• [GOAL OF THE EXERCISE] Locate each line in the rows below that contains the word "window", and copy those lines out.

start

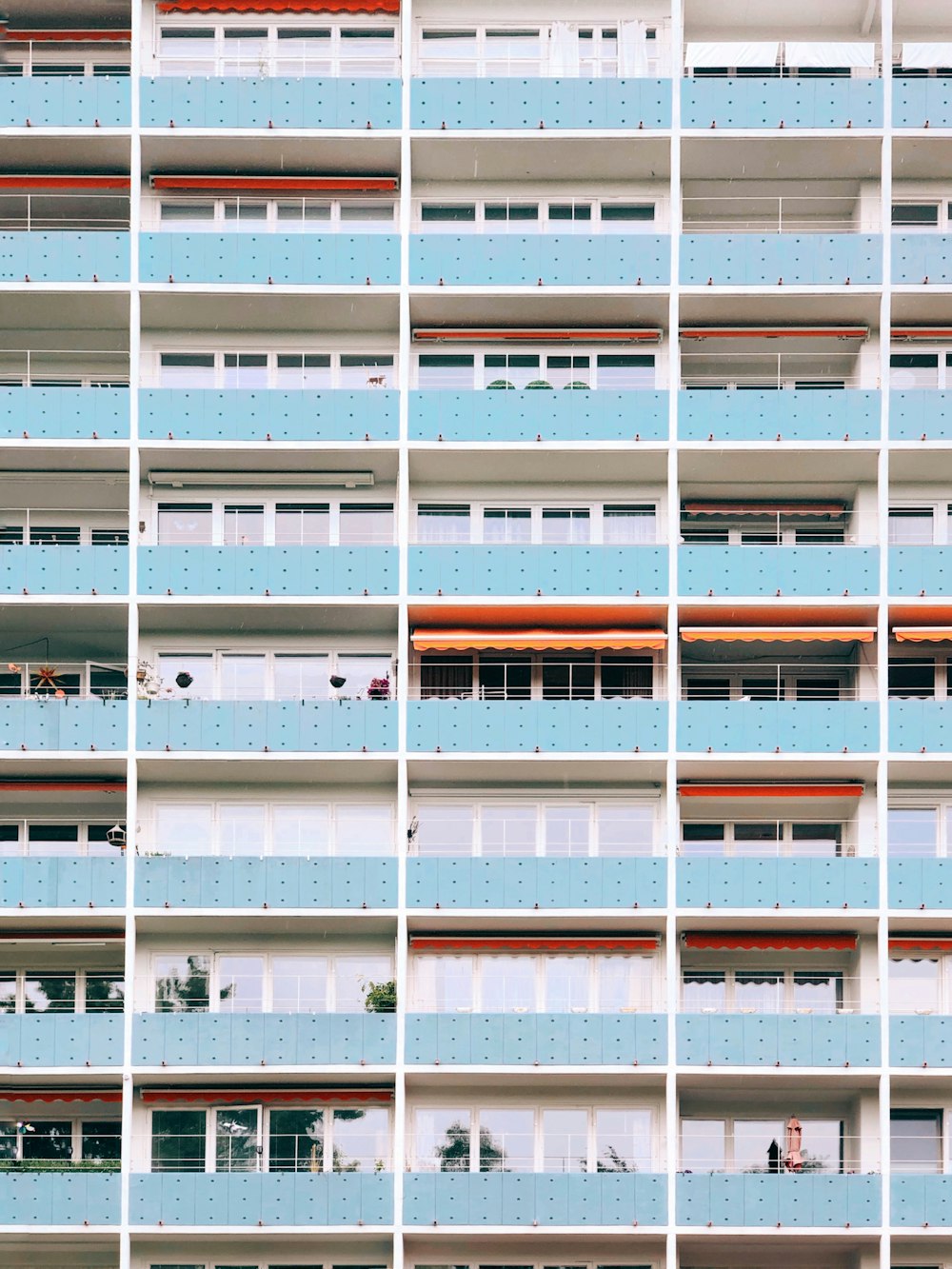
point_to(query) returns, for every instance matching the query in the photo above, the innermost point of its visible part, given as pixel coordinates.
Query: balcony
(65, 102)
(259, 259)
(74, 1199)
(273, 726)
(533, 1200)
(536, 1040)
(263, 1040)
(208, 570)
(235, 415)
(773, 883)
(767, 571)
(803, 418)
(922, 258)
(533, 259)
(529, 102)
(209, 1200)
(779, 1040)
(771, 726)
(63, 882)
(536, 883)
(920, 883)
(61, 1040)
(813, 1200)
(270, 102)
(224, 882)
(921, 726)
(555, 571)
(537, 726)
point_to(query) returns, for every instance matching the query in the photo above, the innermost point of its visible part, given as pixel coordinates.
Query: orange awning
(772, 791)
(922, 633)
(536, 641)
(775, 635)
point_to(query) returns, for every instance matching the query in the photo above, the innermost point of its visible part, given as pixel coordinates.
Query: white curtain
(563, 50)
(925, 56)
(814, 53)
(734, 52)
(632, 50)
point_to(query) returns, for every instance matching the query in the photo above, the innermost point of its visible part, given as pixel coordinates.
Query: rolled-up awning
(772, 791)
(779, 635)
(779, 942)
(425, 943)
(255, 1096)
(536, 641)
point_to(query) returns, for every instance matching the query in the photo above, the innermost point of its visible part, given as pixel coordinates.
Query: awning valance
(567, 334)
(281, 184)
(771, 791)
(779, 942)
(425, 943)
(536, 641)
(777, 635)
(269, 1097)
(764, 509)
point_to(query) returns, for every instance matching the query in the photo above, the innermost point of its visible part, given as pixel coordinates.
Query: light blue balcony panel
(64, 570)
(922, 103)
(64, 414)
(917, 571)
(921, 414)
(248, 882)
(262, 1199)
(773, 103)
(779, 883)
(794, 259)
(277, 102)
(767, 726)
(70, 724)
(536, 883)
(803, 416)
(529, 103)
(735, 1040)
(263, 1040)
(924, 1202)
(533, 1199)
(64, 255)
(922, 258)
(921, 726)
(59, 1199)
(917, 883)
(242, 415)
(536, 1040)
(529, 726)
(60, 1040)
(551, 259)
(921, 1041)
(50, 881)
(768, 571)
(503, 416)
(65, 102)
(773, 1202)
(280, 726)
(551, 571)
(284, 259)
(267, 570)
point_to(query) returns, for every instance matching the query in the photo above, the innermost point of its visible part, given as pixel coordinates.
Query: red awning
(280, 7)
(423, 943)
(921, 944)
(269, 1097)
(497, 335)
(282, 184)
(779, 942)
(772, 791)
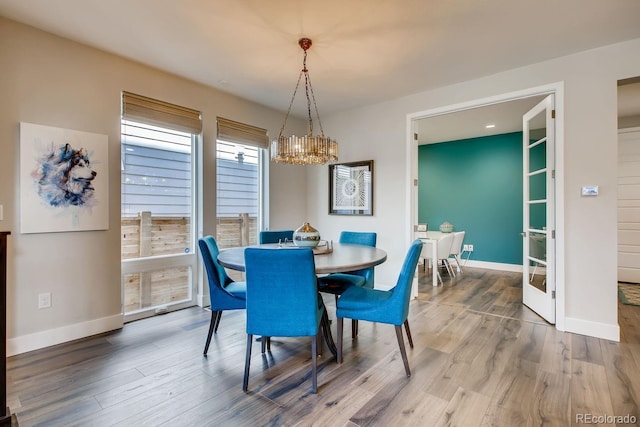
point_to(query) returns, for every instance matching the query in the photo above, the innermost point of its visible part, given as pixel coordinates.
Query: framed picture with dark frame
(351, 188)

end
start

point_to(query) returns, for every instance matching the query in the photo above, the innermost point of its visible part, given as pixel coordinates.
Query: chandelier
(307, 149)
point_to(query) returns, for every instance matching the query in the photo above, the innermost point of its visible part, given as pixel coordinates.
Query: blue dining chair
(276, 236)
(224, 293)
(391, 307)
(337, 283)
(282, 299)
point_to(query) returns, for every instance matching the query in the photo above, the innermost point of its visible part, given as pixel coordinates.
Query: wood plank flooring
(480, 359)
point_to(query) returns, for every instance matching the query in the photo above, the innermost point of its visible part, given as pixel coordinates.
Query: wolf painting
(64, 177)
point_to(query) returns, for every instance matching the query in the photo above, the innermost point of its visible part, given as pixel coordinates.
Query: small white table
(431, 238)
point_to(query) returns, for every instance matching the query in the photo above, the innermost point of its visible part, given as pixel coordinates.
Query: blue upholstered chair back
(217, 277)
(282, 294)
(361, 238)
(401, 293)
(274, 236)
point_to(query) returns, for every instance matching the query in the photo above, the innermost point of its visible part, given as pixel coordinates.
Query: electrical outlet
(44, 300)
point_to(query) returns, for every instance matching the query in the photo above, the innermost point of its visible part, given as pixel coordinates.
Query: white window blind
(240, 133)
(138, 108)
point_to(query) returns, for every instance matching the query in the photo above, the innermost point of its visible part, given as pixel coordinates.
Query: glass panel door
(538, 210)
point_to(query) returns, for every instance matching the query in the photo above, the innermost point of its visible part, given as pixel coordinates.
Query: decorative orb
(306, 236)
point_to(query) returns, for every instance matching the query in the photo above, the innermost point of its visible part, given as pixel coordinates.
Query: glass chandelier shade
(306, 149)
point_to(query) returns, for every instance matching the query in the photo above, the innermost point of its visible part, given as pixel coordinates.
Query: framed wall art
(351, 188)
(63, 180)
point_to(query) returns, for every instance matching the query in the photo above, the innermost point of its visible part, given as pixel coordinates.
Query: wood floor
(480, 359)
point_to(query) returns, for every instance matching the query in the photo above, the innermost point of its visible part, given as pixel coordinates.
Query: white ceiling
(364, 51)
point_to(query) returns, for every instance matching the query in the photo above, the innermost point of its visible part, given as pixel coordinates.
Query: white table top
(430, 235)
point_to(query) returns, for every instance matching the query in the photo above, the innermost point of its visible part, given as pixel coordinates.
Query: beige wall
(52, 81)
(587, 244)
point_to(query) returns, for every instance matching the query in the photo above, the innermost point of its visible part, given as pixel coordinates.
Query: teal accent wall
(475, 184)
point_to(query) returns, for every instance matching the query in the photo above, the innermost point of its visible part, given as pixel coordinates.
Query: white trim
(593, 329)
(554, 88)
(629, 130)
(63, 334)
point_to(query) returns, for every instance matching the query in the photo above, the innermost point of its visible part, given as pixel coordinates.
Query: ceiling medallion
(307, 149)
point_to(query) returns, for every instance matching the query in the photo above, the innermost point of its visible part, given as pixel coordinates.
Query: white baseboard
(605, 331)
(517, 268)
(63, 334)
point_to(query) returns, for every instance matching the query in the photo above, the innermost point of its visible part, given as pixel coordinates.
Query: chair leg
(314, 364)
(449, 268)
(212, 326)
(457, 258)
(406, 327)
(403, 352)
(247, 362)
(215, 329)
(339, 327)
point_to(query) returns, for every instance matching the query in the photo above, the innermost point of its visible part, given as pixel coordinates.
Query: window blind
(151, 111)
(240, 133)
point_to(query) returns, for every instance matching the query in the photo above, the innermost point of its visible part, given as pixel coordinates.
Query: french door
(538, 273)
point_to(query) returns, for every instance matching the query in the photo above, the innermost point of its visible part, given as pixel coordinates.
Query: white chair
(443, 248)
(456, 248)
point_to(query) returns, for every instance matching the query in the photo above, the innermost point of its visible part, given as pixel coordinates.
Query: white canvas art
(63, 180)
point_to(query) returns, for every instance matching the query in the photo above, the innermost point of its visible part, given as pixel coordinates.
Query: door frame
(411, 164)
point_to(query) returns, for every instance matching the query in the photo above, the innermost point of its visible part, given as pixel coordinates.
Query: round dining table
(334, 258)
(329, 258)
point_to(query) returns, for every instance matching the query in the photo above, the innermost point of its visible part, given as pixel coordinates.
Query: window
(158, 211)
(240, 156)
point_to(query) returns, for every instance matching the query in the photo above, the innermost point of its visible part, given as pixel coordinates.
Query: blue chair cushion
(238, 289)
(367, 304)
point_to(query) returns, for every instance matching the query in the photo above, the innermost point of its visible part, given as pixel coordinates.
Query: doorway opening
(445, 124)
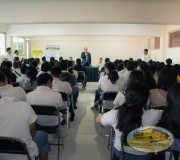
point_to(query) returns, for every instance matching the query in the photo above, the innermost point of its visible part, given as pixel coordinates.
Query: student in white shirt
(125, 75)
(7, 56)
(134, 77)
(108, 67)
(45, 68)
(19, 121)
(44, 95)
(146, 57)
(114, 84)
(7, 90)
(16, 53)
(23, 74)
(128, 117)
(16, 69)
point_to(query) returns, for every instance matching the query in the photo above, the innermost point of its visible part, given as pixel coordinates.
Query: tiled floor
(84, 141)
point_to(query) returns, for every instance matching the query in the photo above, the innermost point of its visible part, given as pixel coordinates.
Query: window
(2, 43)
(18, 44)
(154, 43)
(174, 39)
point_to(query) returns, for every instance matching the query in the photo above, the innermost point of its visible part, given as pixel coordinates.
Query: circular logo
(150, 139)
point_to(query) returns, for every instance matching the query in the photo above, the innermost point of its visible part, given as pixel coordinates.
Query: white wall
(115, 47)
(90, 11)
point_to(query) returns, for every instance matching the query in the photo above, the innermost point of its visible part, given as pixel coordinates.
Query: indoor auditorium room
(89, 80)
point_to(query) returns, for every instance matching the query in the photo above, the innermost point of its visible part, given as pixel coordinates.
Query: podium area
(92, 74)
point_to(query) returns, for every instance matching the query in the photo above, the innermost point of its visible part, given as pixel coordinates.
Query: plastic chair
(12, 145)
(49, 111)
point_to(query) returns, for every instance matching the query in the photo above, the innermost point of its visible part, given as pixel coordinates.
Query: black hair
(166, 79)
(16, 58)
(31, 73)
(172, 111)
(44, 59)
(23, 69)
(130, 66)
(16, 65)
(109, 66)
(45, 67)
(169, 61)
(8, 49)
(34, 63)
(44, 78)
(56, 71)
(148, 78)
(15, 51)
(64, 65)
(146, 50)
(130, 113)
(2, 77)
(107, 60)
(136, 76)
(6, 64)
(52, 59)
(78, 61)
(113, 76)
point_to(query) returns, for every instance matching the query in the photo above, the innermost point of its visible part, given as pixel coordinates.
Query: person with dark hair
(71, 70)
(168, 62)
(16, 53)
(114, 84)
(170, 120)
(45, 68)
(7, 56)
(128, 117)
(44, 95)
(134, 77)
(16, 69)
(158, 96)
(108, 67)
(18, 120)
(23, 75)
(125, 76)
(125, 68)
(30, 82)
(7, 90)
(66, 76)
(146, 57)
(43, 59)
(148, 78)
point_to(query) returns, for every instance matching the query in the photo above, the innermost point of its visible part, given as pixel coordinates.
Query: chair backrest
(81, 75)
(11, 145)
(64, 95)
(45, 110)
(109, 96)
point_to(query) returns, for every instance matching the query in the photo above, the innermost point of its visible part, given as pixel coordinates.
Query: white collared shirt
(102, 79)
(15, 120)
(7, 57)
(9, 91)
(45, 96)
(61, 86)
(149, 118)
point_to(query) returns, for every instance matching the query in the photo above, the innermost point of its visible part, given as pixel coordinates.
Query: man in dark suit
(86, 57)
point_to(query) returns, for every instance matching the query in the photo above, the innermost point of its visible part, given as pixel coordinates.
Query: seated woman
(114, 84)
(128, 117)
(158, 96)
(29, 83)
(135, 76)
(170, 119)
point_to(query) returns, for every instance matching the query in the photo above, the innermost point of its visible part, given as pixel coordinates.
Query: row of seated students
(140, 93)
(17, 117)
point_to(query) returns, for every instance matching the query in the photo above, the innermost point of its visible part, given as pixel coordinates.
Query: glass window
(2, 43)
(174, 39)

end
start

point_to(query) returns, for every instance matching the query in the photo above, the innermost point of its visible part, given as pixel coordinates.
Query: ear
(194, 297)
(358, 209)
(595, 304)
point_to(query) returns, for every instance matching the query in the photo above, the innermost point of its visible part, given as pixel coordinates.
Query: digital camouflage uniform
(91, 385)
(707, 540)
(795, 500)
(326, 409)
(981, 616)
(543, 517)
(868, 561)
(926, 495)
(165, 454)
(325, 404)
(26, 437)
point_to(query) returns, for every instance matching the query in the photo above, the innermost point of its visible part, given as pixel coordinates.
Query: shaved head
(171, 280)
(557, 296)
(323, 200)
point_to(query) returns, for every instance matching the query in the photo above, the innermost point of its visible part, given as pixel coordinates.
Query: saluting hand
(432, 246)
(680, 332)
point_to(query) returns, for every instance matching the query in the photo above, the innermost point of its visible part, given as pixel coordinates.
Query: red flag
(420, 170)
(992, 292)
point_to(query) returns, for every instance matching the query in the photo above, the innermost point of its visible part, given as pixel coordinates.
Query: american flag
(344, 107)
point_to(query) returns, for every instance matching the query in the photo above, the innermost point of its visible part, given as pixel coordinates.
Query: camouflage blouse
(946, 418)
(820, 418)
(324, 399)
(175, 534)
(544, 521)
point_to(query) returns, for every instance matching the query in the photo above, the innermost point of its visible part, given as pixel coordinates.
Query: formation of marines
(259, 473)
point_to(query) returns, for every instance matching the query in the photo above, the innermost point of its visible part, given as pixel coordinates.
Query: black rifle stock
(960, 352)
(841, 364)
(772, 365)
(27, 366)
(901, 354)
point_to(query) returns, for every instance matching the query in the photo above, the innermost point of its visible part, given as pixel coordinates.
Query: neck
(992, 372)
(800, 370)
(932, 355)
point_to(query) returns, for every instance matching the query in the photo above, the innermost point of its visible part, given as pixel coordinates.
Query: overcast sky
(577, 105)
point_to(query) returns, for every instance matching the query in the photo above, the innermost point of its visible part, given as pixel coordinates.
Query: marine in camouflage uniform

end

• [TASK OUTPUT]
Query: white window blind
Query: window blind
Query: window
Query: window
Query: glass window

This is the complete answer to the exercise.